▸ **ASSIGNMENT**: Your answer must be an exact copy of the listing.

▸ **DATA SHOWN**:
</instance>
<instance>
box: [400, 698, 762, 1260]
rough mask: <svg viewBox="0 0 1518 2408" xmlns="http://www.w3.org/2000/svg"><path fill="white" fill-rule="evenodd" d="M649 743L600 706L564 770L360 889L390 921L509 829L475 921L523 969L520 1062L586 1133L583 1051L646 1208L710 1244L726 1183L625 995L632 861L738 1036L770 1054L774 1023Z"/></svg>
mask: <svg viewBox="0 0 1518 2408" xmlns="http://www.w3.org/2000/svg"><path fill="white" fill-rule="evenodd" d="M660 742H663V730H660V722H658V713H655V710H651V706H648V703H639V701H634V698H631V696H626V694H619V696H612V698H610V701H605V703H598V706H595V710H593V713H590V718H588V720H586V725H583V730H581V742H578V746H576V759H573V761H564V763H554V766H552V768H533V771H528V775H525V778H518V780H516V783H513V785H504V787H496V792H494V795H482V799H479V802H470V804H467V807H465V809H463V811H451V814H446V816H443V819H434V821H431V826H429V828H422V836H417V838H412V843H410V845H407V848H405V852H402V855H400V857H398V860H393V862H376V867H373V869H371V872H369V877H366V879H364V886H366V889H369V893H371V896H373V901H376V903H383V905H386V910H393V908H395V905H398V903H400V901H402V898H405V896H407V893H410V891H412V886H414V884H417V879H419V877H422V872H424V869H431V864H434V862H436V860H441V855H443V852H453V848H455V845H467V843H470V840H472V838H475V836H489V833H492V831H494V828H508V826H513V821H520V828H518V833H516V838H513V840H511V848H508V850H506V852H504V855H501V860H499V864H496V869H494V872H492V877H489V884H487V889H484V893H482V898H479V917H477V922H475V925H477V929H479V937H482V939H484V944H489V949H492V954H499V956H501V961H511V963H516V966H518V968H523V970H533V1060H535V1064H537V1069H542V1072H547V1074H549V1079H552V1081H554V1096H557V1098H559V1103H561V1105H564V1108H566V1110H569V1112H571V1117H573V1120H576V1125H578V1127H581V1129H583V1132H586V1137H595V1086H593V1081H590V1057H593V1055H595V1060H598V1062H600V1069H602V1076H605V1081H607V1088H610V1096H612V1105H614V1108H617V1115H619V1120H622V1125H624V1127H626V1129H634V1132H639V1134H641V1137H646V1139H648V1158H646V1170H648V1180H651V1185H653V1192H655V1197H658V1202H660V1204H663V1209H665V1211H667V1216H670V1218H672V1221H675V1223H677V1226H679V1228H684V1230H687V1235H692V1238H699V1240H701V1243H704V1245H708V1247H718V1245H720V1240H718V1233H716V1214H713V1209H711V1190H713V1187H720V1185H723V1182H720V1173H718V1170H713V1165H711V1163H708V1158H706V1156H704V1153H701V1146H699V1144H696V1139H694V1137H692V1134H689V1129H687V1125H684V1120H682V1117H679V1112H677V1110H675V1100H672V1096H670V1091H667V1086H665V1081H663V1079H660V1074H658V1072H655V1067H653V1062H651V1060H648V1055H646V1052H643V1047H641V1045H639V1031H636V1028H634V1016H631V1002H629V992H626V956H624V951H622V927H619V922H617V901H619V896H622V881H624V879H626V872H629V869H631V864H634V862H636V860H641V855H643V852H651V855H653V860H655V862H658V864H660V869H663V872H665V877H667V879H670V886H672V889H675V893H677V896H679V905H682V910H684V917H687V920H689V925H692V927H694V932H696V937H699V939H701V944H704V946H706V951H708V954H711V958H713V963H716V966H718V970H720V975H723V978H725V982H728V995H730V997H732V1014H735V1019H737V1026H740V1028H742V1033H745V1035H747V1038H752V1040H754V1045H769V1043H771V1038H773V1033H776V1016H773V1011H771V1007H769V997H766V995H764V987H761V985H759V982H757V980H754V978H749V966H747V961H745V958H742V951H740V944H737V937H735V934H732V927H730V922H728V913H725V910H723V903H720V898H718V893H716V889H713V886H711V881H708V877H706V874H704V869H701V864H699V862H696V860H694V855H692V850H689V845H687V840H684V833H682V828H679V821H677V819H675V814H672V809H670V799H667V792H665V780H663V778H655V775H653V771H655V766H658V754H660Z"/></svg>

▸ **RESULT OF THIS EXERCISE**:
</instance>
<instance>
box: [400, 698, 762, 1260]
rough mask: <svg viewBox="0 0 1518 2408" xmlns="http://www.w3.org/2000/svg"><path fill="white" fill-rule="evenodd" d="M649 743L600 706L564 770L360 889L390 921L509 829L475 921L523 969L520 1062L586 1133L583 1051L646 1208L710 1244L726 1183L625 995L632 861L738 1036L770 1054L774 1023Z"/></svg>
mask: <svg viewBox="0 0 1518 2408" xmlns="http://www.w3.org/2000/svg"><path fill="white" fill-rule="evenodd" d="M660 742H663V730H660V722H658V713H655V710H651V706H648V703H639V701H634V698H631V696H626V694H619V696H612V698H610V701H605V703H598V706H595V710H593V713H590V718H588V720H586V725H583V730H581V742H578V746H576V759H573V761H564V763H554V766H552V768H533V771H528V775H525V778H518V780H516V783H513V785H504V787H496V792H494V795H482V799H479V802H470V804H467V807H465V809H463V811H451V814H446V816H443V819H434V821H431V826H429V828H422V836H417V838H412V843H410V845H407V848H405V852H402V855H400V857H398V860H393V862H376V867H373V869H371V872H369V877H366V879H364V886H366V889H369V893H371V896H373V901H376V903H383V905H386V910H393V908H395V905H398V903H400V901H402V898H405V896H407V893H410V891H412V886H414V884H417V879H419V877H422V872H424V869H431V864H434V862H436V860H441V855H443V852H453V848H455V845H467V843H470V840H472V838H475V836H489V833H492V831H494V828H508V826H513V821H520V828H518V833H516V838H513V840H511V848H508V850H506V852H504V855H501V860H499V864H496V869H494V872H492V877H489V884H487V889H484V893H482V898H479V917H477V922H475V925H477V929H479V937H482V939H484V944H489V949H492V954H499V956H501V961H511V963H516V966H518V968H523V970H533V1060H535V1064H537V1069H542V1072H547V1074H549V1079H552V1081H554V1096H557V1098H559V1103H561V1105H564V1108H566V1110H569V1112H571V1117H573V1120H576V1125H578V1127H581V1129H583V1132H586V1137H595V1086H593V1081H590V1057H593V1055H595V1060H598V1062H600V1069H602V1076H605V1081H607V1088H610V1096H612V1105H614V1108H617V1115H619V1120H622V1125H624V1127H626V1129H634V1132H639V1134H641V1137H646V1139H648V1158H646V1170H648V1180H651V1185H653V1192H655V1197H658V1202H660V1204H663V1209H665V1211H667V1216H670V1218H672V1221H675V1223H677V1226H679V1228H684V1230H687V1235H692V1238H699V1240H701V1243H704V1245H708V1247H718V1245H720V1240H718V1233H716V1214H713V1209H711V1190H713V1187H720V1185H723V1182H720V1173H718V1170H713V1165H711V1163H708V1158H706V1156H704V1153H701V1146H699V1144H696V1139H694V1137H692V1134H689V1129H687V1125H684V1120H682V1117H679V1112H677V1110H675V1100H672V1096H670V1091H667V1086H665V1081H663V1079H660V1074H658V1072H655V1067H653V1062H651V1060H648V1055H646V1052H643V1047H641V1045H639V1031H636V1028H634V1016H631V1002H629V992H626V956H624V951H622V927H619V922H617V901H619V896H622V881H624V879H626V872H629V869H631V864H634V862H636V860H641V855H643V852H651V855H653V860H655V862H658V864H660V869H663V872H665V877H667V879H670V886H672V889H675V893H677V896H679V905H682V910H684V917H687V920H689V925H692V927H694V932H696V937H699V939H701V944H704V946H706V951H708V954H711V958H713V963H716V966H718V970H720V975H723V978H725V982H728V995H730V997H732V1014H735V1019H737V1026H740V1028H742V1033H745V1035H747V1038H752V1040H754V1045H769V1043H771V1038H773V1033H776V1016H773V1011H771V1007H769V997H766V995H764V987H761V985H759V982H757V980H754V978H749V966H747V961H745V958H742V951H740V944H737V937H735V934H732V927H730V922H728V913H725V910H723V903H720V898H718V893H716V889H713V886H711V881H708V877H706V874H704V869H701V864H699V862H696V860H694V855H692V850H689V845H687V840H684V833H682V828H679V821H677V819H675V814H672V809H670V799H667V792H665V780H663V778H655V775H653V771H655V766H658V754H660Z"/></svg>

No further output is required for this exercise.